● Task instructions:
All entries should be copied exactly; the pictures stay out.

● Records from a data source:
****************************************
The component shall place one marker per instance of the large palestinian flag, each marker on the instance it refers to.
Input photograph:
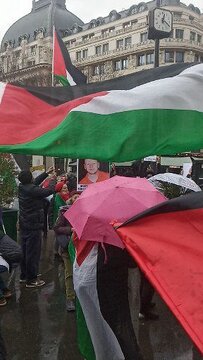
(160, 117)
(166, 242)
(63, 69)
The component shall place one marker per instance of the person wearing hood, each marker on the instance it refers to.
(31, 222)
(63, 231)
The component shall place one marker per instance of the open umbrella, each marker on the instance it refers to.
(112, 200)
(175, 179)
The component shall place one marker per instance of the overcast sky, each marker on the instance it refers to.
(86, 10)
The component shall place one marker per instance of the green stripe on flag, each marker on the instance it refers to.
(83, 336)
(62, 80)
(119, 136)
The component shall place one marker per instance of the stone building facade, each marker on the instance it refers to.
(104, 48)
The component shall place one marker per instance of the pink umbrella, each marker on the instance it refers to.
(113, 200)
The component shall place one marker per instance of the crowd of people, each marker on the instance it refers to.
(42, 204)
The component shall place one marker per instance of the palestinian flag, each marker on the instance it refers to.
(63, 69)
(166, 242)
(100, 276)
(160, 117)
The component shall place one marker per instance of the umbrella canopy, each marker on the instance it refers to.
(175, 179)
(109, 201)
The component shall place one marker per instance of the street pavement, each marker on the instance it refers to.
(36, 326)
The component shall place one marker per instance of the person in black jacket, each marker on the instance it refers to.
(31, 221)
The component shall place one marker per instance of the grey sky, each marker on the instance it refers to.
(86, 10)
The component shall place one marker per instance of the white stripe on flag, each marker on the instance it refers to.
(171, 93)
(70, 79)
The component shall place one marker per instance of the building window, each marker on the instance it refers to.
(143, 37)
(98, 50)
(150, 58)
(177, 15)
(179, 56)
(119, 44)
(17, 53)
(105, 48)
(179, 34)
(31, 63)
(192, 36)
(169, 56)
(121, 64)
(141, 60)
(78, 55)
(126, 25)
(128, 41)
(133, 22)
(196, 58)
(33, 49)
(108, 31)
(85, 53)
(98, 70)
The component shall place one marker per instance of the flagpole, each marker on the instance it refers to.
(52, 78)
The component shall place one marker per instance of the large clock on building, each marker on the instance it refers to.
(160, 23)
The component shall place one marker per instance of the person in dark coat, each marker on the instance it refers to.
(2, 349)
(31, 221)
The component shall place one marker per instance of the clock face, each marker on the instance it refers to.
(162, 20)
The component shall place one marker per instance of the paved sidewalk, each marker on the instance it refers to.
(36, 326)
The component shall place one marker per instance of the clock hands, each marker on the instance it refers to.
(164, 21)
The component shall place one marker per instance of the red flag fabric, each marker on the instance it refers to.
(167, 244)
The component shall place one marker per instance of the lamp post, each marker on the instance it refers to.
(157, 41)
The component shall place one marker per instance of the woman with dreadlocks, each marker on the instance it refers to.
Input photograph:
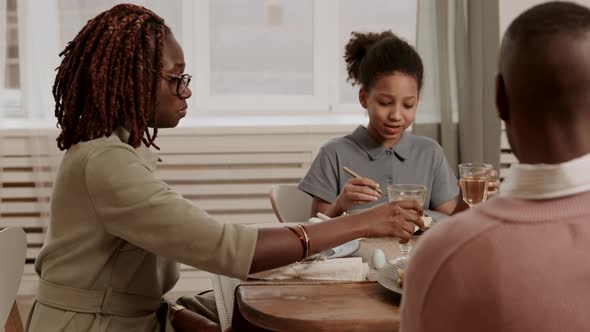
(116, 232)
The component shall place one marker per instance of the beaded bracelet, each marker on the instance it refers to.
(302, 240)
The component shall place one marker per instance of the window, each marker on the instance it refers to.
(247, 57)
(12, 72)
(261, 47)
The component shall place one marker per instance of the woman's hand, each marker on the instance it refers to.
(186, 320)
(356, 191)
(394, 219)
(493, 184)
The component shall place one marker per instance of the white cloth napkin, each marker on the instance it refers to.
(350, 269)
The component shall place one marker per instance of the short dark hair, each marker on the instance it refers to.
(370, 55)
(109, 75)
(548, 19)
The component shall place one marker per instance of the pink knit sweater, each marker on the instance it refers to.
(507, 265)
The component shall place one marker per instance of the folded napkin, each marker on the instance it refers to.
(350, 269)
(322, 217)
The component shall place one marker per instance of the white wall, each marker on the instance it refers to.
(510, 9)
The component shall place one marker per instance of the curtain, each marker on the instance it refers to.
(3, 45)
(459, 41)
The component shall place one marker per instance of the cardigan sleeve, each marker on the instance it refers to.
(135, 206)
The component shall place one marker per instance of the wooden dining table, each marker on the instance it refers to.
(361, 306)
(313, 305)
(317, 305)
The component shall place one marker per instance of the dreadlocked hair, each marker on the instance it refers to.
(109, 77)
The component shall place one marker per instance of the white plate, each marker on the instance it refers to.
(342, 250)
(387, 276)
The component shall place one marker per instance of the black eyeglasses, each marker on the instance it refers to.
(183, 81)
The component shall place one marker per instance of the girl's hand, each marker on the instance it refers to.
(394, 219)
(357, 191)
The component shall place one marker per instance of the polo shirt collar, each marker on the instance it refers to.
(375, 149)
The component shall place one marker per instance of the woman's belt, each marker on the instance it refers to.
(106, 302)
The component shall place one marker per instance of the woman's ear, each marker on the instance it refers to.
(501, 99)
(363, 97)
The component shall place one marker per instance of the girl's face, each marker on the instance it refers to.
(391, 104)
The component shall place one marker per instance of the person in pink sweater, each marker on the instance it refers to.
(521, 261)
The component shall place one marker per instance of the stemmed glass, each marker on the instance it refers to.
(406, 192)
(474, 182)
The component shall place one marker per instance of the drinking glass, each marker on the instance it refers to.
(406, 192)
(474, 182)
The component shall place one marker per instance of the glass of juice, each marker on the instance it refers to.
(404, 192)
(474, 182)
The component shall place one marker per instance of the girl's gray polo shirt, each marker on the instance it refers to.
(413, 160)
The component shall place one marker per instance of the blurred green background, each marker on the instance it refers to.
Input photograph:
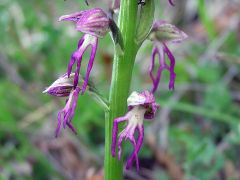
(196, 134)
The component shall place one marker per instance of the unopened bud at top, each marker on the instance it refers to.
(61, 87)
(166, 32)
(93, 21)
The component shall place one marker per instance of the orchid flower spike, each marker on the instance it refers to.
(162, 33)
(63, 87)
(95, 24)
(140, 106)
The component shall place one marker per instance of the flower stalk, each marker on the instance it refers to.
(121, 79)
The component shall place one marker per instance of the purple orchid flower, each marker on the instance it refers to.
(162, 33)
(95, 24)
(63, 87)
(140, 106)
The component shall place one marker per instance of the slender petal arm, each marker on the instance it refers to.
(115, 131)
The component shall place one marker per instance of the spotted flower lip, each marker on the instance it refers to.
(93, 21)
(140, 106)
(86, 41)
(145, 99)
(162, 33)
(61, 87)
(64, 87)
(165, 32)
(66, 114)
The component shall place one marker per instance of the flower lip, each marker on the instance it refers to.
(93, 21)
(61, 87)
(166, 32)
(71, 17)
(145, 99)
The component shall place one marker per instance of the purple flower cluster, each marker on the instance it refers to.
(162, 33)
(94, 23)
(140, 106)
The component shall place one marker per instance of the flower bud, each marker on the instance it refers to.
(93, 21)
(61, 87)
(164, 32)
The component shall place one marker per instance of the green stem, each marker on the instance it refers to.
(120, 85)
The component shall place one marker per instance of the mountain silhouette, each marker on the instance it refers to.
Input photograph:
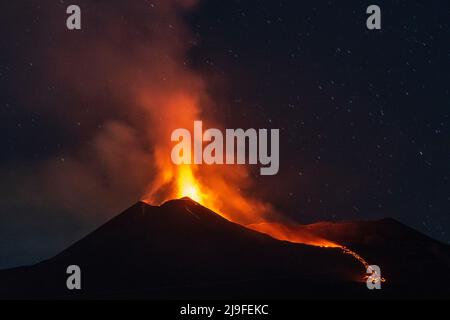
(182, 250)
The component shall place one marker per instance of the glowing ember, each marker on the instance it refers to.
(188, 187)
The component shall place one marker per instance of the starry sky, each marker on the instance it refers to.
(364, 116)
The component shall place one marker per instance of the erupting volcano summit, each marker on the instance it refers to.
(184, 250)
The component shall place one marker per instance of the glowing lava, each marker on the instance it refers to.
(188, 187)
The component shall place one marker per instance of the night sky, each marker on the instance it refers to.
(364, 116)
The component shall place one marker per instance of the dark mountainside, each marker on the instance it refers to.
(182, 250)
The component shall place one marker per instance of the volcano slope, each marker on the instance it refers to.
(182, 250)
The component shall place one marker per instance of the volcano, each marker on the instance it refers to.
(182, 250)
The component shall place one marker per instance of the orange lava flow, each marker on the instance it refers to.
(186, 181)
(298, 234)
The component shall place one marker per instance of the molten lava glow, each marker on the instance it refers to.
(292, 233)
(188, 187)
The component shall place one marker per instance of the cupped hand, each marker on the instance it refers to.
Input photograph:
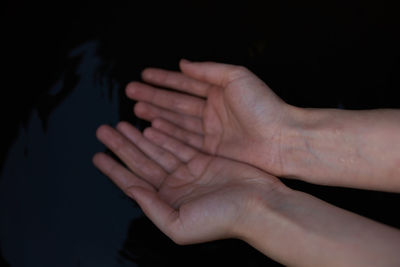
(192, 197)
(220, 109)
****************************************
● Written answer:
The component shall place one marker per instance of the large palestinian flag, each marker on the instance it refers to.
Input photograph:
(160, 117)
(166, 242)
(63, 69)
The component shall place one marker per instance of the person wearing hood, each marker on the instance it refers to.
(31, 222)
(63, 231)
The component shall place one marker per instance of the open umbrella, each marker on the instance it refers to.
(112, 200)
(175, 179)
The component shall place one marker per instance of the overcast sky, each marker on the instance it refers to.
(86, 10)
The component shall place one marker per instance of the green stripe on flag, each marker on the instance it refers to.
(83, 336)
(62, 80)
(119, 136)
The component shall place one marker per instance of the stone building facade, each marker on the instance it refers to.
(104, 48)
The component shall place one marker per instance of the pink umbrella, each marker on the instance it refers to.
(113, 200)
The component shall place one marker per instance of the crowd of people, each marker on the instance it refers to.
(42, 204)
The component shall place one marker per instance of the palestinian flag, each marker on the instance it refers to.
(63, 69)
(166, 242)
(100, 276)
(160, 117)
The component shall place one marker per instance of the umbrella canopy, each marker on the instance it refers to.
(175, 179)
(109, 201)
The component shall place one marker per instance of the street pavement, each marker on the instance it refers to.
(36, 326)
The component shall place one marker per instance of the person in black jacket, each marker on the instance it refers to.
(31, 221)
The component shall place one marker per instance of the grey sky, each marker on the instance it refers to.
(86, 10)
The component shall place one marker per instance of the white stripe on flag, each marker on the instance it refers to.
(171, 93)
(70, 79)
The component shall place one marker per instance of the building window, each marker on the instance it refers to.
(143, 37)
(98, 50)
(150, 58)
(177, 15)
(179, 56)
(119, 44)
(17, 53)
(105, 48)
(179, 34)
(31, 63)
(192, 36)
(169, 56)
(121, 64)
(141, 60)
(78, 55)
(126, 25)
(128, 41)
(133, 22)
(196, 58)
(33, 49)
(108, 31)
(85, 53)
(98, 70)
The component shall place one marker per instance of the flagpole, each marker on the instance it refers to.
(52, 78)
The component shall place one marker per instance of the large clock on building, each marker on the instance it refers to.
(160, 23)
The component shall place one marker per instance of the person in dark coat, each marker on the instance it refers to.
(2, 349)
(31, 221)
The component shall place one marker per instance of the clock face, each marker on the instance it refers to.
(162, 20)
The component shall place one marker per instance of the paved sidewalk, each marker on the instance it refers to.
(36, 326)
The component shall place one marker per instance of the clock hands, each marker on the instance it refers to.
(164, 21)
The component shall place one marker per instance of the red flag fabric, each marker on the instance it refers to.
(167, 244)
The component shall place one marker per instance of the lamp post, each marker on the instance it refers to.
(157, 41)
The component shall place one marker per instance of the woman with dreadlocks, each marker on the instance it refers to.
Input photograph:
(116, 232)
The component shall place one marker per instance of the beaded bracelet, each marker on the instance it refers to.
(302, 240)
The component shall place one marker per instance of the window, each marker on the instance it refers to.
(247, 57)
(12, 72)
(261, 47)
The component shall place one marker per instance of the woman's hand, each marker on the instance it refers to.
(186, 320)
(356, 191)
(394, 219)
(493, 184)
The component shall place one marker per instance of the white cloth napkin, each marker on the instance it refers to.
(350, 269)
The component shall place one marker per instance of the short dark hair, each marker on the instance it refers to.
(370, 55)
(109, 75)
(548, 19)
The component shall place one marker per instance of the pink knit sweater, each marker on the instance it refers to.
(507, 265)
The component shall place one marker per instance of the folded napkin, each marker on the instance it refers to.
(350, 269)
(322, 217)
The component shall place one marker per instance of the white wall, each marker on the instance it refers to.
(510, 9)
The component shall place one marker per instance of the curtain, each marker on the instance it refers to.
(3, 45)
(459, 41)
The component shall place one marker per instance of the cardigan sleeve, each marker on the instance it refers to.
(135, 206)
The component shall place one marker per instance of the wooden dining table, each marker on the instance it refers to.
(361, 306)
(313, 305)
(317, 305)
The component shall place one marker per instance of the dreadlocked hair, each marker on the instance it refers to.
(109, 77)
The component shall place one marker per instance of the white plate, each marker on the instance it refers to.
(342, 250)
(387, 276)
The component shall place one marker per instance of the black eyeglasses, each marker on the instance it refers to.
(183, 81)
The component shall place one marker per instance of the girl's hand, each marker on the instance it refers to.
(394, 219)
(357, 191)
The component shall place one marker per instance of the polo shirt collar, each marker on the instance it refers to.
(375, 149)
The component shall place one marker per instance of the woman's belt, each marker on the instance it refers to.
(106, 302)
The component shall place one marker per instance of the woman's ear, each marker on the instance it refers to.
(501, 99)
(363, 97)
The component shall place one marker per instance of the girl's face, each marker on the instance it refers to.
(391, 104)
The component shall place one marker per instance of the person in pink sweater, each marker on the instance it refers to.
(521, 261)
The component shall place one marker per instance of the stemmed glass, each marker on the instance it refers to.
(406, 192)
(474, 182)
The component shall place one marker per instance of the drinking glass, each marker on the instance it refers to.
(406, 192)
(474, 182)
The component shall place one marker per instance of the glass of juice, each marker on the instance it refers to.
(404, 192)
(474, 182)
The component shall place one marker per instance of the girl's gray polo shirt, each marker on the instance it refers to.
(413, 160)
The component shall place one marker per instance of the blurred green background, each marker on the instance it refers to.
Input photograph:
(196, 134)
The component shall place one marker per instance of the unopened bud at top, each marker on the instance it refers to.
(61, 87)
(166, 32)
(93, 21)
The component shall place one marker per instance of the orchid flower spike, each marker on the instance it refers to.
(162, 33)
(63, 87)
(95, 24)
(140, 106)
The component shall place one marker per instance of the flower stalk, each marker on the instance it refers to.
(121, 79)
The component shall place one marker per instance of the purple orchid flower, each marker on the instance it refers to.
(162, 33)
(95, 24)
(63, 87)
(140, 106)
The component shall place one marker per instance of the slender petal arm, each marker on the instance it refers to.
(115, 131)
The component shall place one marker per instance of the spotted flower lip, each marker on the instance it refers to.
(93, 21)
(140, 106)
(86, 41)
(145, 99)
(162, 33)
(61, 87)
(64, 87)
(165, 32)
(66, 114)
The component shall place one marker per instance of the flower lip, each marker on the instance it refers to.
(93, 21)
(61, 87)
(166, 32)
(71, 17)
(145, 99)
The component shall place one marker per instance of the purple flower cluster, each marker on the instance it refers to.
(162, 33)
(94, 23)
(140, 106)
The component shall place one marker per instance of the flower bud, each marker on the instance it refers to.
(93, 21)
(61, 87)
(164, 32)
The component shall place one marker per instance of the green stem, each marker on the instance it refers to.
(120, 85)
The component shall place one marker per instance of the mountain silhouette, each marker on the instance it refers to.
Input photograph:
(182, 250)
The component shall place one marker per instance of the glowing ember, each marker on the instance it refers to.
(188, 187)
The component shall place one marker per instance of the starry sky, each marker on the instance it refers to.
(364, 116)
The component shall place one marker per instance of the erupting volcano summit, each marker on the instance it refers to.
(184, 250)
The component shall place one marker per instance of the glowing lava, each marker on the instance it refers to.
(188, 187)
The component shall place one marker per instance of the night sky, each marker on the instance it refers to.
(364, 116)
The component shall place one marker per instance of the dark mountainside, each marker on the instance it refers to.
(182, 250)
The component shall place one marker per instance of the volcano slope, each marker on the instance it refers to.
(182, 250)
The component shall place one marker per instance of the volcano, each marker on the instance it refers to.
(182, 250)
The component shall place one marker per instance of the orange lava flow, each marker on the instance it refers to.
(186, 181)
(298, 234)
The component shall place one marker per instance of the molten lava glow, each marker on the instance it refers to.
(292, 233)
(188, 187)
The component shall place one marker per instance of the cupped hand, each marker on the instance it refers to.
Input photograph:
(192, 197)
(220, 109)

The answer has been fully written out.